## start

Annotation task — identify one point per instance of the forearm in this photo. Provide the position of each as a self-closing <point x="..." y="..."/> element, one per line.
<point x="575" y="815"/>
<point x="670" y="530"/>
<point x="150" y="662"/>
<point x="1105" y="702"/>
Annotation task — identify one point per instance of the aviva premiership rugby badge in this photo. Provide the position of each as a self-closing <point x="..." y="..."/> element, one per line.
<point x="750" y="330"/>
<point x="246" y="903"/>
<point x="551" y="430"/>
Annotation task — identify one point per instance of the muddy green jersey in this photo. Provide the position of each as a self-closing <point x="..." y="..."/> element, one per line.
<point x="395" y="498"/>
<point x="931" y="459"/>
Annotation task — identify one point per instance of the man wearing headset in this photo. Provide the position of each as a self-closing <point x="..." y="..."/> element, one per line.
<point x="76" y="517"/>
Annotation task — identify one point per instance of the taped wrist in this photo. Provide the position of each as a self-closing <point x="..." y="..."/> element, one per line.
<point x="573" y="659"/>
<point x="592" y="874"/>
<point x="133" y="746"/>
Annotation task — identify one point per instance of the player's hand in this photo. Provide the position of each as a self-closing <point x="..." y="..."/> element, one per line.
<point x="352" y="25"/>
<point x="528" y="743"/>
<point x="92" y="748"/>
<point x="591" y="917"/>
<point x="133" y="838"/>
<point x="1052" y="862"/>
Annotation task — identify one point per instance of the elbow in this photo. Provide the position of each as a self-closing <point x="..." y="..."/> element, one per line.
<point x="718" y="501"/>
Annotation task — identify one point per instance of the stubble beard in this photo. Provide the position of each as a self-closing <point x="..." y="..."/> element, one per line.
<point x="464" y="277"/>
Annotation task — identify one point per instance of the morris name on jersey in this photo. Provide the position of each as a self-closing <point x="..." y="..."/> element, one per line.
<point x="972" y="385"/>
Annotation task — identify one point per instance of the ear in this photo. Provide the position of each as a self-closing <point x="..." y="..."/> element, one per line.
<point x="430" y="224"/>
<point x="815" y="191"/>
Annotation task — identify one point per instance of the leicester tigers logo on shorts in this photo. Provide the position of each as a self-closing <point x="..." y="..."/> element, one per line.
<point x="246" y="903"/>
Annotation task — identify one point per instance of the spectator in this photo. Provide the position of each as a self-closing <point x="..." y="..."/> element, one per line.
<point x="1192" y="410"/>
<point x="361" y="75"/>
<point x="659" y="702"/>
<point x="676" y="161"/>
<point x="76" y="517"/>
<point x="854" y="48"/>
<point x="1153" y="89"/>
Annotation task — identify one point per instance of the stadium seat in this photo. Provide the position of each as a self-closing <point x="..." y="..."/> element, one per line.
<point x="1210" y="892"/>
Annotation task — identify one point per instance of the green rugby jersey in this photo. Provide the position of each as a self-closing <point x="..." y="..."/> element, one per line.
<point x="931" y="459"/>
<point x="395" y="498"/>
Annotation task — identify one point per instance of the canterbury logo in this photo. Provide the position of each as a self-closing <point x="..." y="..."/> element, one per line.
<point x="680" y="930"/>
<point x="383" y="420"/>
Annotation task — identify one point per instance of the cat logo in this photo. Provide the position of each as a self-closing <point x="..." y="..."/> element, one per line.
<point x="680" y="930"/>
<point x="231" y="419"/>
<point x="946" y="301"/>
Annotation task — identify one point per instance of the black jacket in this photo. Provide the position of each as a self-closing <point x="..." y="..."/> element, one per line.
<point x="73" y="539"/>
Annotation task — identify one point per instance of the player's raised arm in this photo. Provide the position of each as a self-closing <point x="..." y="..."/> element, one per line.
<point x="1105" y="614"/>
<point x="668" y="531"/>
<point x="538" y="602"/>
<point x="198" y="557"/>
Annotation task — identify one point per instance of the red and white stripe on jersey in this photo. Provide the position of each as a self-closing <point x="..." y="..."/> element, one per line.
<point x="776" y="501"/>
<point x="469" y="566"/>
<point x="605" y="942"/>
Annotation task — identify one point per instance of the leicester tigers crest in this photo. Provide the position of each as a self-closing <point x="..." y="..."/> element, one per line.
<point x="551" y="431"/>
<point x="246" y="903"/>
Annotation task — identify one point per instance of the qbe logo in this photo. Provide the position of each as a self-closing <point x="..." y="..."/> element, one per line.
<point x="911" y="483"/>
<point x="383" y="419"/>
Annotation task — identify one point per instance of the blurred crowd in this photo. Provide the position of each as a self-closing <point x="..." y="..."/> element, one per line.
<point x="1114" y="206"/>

## end
## start

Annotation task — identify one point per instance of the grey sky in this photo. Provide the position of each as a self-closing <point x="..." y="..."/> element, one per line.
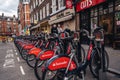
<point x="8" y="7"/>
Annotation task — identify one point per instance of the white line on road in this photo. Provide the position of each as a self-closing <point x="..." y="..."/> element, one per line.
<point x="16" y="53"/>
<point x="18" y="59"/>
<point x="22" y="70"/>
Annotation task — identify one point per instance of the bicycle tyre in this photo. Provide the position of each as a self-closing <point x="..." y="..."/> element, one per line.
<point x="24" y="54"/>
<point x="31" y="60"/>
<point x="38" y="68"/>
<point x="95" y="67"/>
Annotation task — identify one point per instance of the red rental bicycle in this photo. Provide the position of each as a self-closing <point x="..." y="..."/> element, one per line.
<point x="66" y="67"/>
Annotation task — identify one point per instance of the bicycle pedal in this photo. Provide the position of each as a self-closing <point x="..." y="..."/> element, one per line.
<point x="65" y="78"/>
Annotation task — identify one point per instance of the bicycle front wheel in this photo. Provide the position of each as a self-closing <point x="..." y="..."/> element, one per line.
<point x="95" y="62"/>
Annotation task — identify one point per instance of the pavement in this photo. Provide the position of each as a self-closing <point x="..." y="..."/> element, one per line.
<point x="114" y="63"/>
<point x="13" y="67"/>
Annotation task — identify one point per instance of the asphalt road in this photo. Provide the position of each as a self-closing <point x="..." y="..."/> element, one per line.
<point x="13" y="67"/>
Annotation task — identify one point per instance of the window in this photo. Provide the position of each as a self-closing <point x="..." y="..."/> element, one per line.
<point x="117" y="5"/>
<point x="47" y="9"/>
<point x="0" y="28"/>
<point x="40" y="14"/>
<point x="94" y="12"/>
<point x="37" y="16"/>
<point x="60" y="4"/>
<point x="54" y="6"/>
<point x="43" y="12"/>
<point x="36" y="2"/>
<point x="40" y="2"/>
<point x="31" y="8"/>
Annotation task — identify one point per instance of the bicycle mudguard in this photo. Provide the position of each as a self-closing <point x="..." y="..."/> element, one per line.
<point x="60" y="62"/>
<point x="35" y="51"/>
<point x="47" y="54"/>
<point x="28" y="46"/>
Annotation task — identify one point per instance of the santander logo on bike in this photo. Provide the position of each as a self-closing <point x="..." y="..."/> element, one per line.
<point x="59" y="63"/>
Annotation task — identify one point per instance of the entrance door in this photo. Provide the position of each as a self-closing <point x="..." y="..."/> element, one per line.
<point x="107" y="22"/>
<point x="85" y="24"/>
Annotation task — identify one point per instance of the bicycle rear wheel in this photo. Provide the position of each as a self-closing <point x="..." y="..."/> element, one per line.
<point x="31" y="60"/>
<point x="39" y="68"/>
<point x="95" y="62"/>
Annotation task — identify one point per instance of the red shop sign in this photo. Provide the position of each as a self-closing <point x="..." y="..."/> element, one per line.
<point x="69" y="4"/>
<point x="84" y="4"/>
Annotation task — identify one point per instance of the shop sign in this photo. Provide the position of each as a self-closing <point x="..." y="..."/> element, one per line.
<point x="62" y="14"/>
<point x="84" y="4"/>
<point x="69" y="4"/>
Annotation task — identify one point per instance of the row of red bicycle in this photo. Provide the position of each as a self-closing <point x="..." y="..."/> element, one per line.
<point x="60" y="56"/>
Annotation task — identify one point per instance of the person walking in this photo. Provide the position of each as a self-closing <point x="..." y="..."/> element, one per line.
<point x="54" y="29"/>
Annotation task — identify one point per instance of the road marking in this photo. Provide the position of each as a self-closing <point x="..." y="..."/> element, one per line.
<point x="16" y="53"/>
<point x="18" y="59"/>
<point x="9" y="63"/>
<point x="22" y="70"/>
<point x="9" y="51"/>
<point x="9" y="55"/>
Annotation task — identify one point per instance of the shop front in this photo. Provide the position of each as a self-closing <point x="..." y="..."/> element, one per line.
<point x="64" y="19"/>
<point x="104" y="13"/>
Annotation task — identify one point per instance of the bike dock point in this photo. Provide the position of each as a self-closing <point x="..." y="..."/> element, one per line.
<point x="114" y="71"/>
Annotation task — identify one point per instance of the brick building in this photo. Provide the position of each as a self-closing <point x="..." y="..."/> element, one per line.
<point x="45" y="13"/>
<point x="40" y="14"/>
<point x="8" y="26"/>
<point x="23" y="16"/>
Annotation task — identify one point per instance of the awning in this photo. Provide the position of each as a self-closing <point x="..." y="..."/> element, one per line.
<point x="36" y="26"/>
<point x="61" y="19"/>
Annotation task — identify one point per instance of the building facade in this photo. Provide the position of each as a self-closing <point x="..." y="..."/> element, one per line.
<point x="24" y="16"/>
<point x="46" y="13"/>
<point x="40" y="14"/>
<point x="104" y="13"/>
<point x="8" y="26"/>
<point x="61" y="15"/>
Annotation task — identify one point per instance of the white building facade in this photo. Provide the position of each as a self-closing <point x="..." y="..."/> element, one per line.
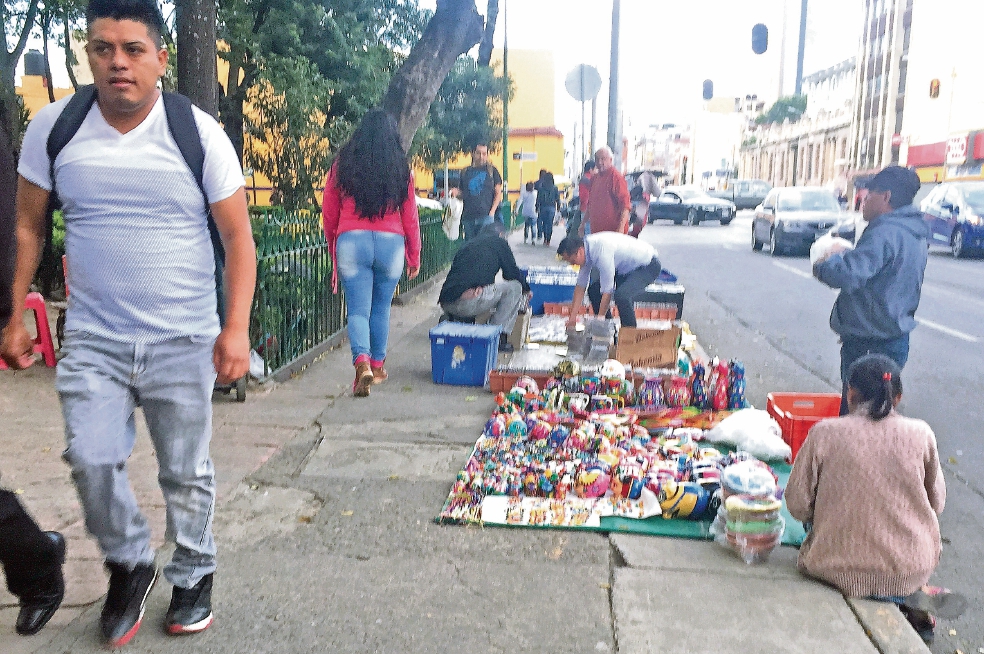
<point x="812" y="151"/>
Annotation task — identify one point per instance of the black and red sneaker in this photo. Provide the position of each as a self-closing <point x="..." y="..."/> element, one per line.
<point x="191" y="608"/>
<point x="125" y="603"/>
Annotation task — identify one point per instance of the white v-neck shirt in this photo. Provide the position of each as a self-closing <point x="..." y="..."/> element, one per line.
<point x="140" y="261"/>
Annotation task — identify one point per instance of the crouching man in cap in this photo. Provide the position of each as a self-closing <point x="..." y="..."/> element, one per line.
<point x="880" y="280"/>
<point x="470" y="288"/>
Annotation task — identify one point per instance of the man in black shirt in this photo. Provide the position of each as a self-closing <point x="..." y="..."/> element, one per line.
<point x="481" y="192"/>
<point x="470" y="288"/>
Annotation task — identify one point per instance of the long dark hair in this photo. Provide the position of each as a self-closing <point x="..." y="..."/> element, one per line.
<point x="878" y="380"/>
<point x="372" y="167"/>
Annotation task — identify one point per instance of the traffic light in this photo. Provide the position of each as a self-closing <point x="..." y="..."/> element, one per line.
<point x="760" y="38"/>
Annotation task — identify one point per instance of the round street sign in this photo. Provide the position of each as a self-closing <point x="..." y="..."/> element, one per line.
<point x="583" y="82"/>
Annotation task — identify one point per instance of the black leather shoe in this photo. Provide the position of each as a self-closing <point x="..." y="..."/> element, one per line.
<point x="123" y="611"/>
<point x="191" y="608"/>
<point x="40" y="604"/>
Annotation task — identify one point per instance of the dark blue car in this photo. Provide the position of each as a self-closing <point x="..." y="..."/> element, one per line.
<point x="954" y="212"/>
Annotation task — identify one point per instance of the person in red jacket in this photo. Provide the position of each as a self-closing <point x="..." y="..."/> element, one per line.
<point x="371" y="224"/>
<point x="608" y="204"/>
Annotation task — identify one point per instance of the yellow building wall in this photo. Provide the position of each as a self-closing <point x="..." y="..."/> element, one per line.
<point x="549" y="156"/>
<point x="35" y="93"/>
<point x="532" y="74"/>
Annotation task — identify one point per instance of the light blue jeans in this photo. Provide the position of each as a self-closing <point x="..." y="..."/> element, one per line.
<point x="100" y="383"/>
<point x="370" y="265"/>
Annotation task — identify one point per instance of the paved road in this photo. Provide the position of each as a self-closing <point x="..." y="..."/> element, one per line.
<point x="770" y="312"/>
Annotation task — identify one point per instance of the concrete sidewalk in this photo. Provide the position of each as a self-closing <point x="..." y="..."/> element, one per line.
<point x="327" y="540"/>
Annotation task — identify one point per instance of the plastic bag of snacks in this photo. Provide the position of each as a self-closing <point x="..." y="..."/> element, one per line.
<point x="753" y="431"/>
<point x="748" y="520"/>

## end

Pick out and copy every row above that contains the word "person". Case matters.

* _Written response_
Annotation task — identify one point per instance of the person walking in this photo. Provide the position of each as a self-closing <point x="..." y="..."/> element, one per line.
Annotation task — identify one point per instance of the person in red jacket in this photo. Provide the position of each as a self-closing <point x="..." y="..."/> element, one per line.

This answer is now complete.